Top of RECORDED INFORMATION

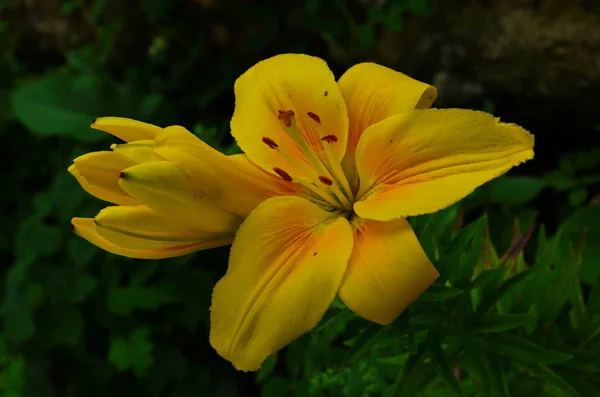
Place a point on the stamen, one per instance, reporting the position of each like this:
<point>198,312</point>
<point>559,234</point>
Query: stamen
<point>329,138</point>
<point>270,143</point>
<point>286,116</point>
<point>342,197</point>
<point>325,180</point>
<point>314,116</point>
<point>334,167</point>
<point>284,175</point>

Bottom of RECORDED INFORMATION

**PROBLEM TO WORK ON**
Each entry shown above must be quoted exactly, with its pictures left out.

**YOUR SOLUTION**
Place a point on the stamen, one per instance, reporting the position of each like this:
<point>198,312</point>
<point>559,234</point>
Query: stamen
<point>329,138</point>
<point>270,143</point>
<point>286,116</point>
<point>342,197</point>
<point>325,180</point>
<point>314,116</point>
<point>334,167</point>
<point>284,175</point>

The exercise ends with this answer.